Food

The Square, Downtown DC’s Talent-Packed Food Hall, Opens Tuesday

Dine on birria tacos, fried chicken sandwiches, jamón, and more..

Photograph courtesy of the Square.

The Square, 1850 K St., NW.

Open Monday through Friday from 11 AM to 3 PM (weekend and evening hours are forthcoming). 

For the past year, a nondescript, brutalist office building just above the Farragut West Metro station has been transforming itself.  The Square, which opens Tuesday, takes over an entire city block, and the 25,000-square-foot space has a massive interior courtyard, commissary kitchen, and garage doors that open onto the street. 

The food hall is operated by former minibar chef and José Andrés Group creative director Rubén García and Richie Brandenburg, who helped create DC food halls Union Market and La Cosecha. Both chefs will run several of their own restaurant concepts within the space.

Photograph courtesy of the Square.

The Square’s team of chefs resembles a reunion of José Andrés’s Think Food Group. “It’s a small city,” García says. “We all know each other, we all help each other.” Veteran chef and restaurateur Ann Cashion, who will run Cashion’s Rendezvous at the Square, hired Andrés at Jaleo. Chef Teresa Padilla and Geraldine Mendoza, the duo behind Taqueria Xochi, are alumnae of China Chilcano and Oyamel.

In addition to the vendors in the hall, the Square will provide catering and banquets for nearby offices. Brandenburg and García met running Jose Andres’s various eateries and services at the SLS Hotel Beverly Hills, and they say the Square will run much like a big hotel or casino. The vast downstairs kitchen can handle events and prep work for all of the restaurants combined and features a dry-aging room for beef, dozens of prep stations, enormous stand mixers and various other kitchen toys for chefs to use. 

García and Brandenburg say they’re trying to create a more collaborative model for food halls, where everyone is on equal footing. The pair won’t charge tenants a base rent. Instead, restaurants pay a percentage of their sales to the Square.

DIRECTIVE >> Carry on the article about the Square food hall, picking up after its final sentence. The material that comes next has no role here.

SUPPLIED DATA >>
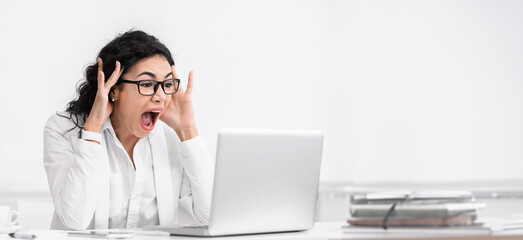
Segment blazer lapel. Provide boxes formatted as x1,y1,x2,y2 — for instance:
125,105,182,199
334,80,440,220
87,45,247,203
149,124,175,225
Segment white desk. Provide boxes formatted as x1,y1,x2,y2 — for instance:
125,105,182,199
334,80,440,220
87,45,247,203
0,222,523,240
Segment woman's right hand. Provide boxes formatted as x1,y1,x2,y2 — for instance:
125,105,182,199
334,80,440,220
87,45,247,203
84,58,123,133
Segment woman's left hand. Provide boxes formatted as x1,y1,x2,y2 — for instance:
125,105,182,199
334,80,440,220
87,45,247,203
160,66,198,141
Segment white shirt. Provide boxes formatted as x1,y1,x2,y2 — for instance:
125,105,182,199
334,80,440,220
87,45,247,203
44,113,213,230
102,122,159,228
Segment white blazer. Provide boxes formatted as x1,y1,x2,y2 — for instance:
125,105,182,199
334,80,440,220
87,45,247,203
44,113,213,230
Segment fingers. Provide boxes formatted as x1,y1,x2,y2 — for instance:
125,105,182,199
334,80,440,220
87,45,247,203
105,61,123,90
97,58,105,90
185,71,194,94
98,71,105,91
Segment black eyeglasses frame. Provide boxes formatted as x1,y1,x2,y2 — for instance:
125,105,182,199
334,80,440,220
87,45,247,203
116,78,181,96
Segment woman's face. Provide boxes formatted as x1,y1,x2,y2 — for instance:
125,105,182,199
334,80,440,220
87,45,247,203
111,55,173,138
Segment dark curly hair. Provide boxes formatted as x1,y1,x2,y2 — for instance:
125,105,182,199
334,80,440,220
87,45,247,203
58,30,174,130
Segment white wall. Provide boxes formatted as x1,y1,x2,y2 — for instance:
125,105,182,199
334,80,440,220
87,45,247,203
0,0,523,192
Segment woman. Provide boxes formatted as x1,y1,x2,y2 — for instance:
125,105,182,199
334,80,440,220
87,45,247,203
44,31,212,230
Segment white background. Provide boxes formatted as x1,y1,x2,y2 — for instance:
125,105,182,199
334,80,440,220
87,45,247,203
0,0,523,193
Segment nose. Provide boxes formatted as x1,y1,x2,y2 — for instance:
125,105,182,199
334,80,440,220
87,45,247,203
151,84,167,102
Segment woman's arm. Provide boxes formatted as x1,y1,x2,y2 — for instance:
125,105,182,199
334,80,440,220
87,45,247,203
44,115,104,230
178,137,213,224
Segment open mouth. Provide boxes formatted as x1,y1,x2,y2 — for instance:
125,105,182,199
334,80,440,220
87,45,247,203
140,110,161,131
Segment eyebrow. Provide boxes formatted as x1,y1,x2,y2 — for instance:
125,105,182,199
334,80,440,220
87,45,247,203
136,72,173,78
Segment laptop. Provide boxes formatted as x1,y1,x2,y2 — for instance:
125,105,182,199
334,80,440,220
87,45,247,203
145,129,323,237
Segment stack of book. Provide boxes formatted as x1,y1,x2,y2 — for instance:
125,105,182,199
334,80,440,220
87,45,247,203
347,191,486,229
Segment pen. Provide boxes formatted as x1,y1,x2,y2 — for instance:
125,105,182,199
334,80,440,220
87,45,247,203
9,232,36,239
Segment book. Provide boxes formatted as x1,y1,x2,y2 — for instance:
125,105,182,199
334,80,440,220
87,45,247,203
350,202,486,218
347,214,476,227
342,225,492,237
351,191,474,204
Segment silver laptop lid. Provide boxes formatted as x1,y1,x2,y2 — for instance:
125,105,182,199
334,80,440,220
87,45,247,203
208,129,323,235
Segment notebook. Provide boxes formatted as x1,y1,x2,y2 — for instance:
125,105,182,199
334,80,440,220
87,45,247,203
145,129,323,236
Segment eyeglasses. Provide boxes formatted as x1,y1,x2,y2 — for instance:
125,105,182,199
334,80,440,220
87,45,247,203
117,78,180,96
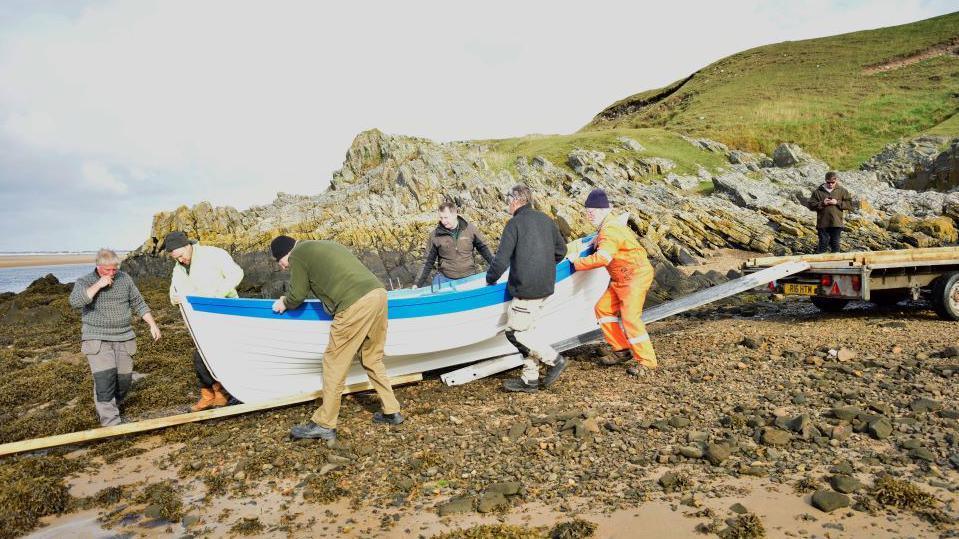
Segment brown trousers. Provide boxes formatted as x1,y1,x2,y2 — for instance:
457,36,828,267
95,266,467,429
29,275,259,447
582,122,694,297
312,288,400,429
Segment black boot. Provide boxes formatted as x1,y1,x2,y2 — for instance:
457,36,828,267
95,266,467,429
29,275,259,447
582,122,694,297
503,378,539,393
599,348,633,367
373,412,406,425
543,356,569,388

TASK OUTPUT >>
Tuesday marks the Square’s grand opening, but not every spot is up and running just yet. The first phase consists of six food options, half of which are García and Brandenburg’s own creations. There will be multiple openings staggered throughout the fall. Causa chef Carlos Delgado (also a José Andrés veteran who once ran the kitchen at China Chilcano) will open Cebicheria Chalaca, a Lima-style seafood bar. Sushi chef Masaaki Uchino—formerly head chef at Sushi Nakazawa—will run the casual Kiyomi Sushi by Uchi. And Tom Wellings and Camila Arango, who operate Union Market bakery Pluma, will open Flora Pizzeria. Brandenburg and García also have more plans up their sleeves, including a traditional Spanish steakhouse called Casa Teresa, a gourmet retail hub called Shoals Market, and a “healthy concept.”

Here’s what’s opening on Tuesday:

Taqueria Xochi

Photograph courtesy of the Square.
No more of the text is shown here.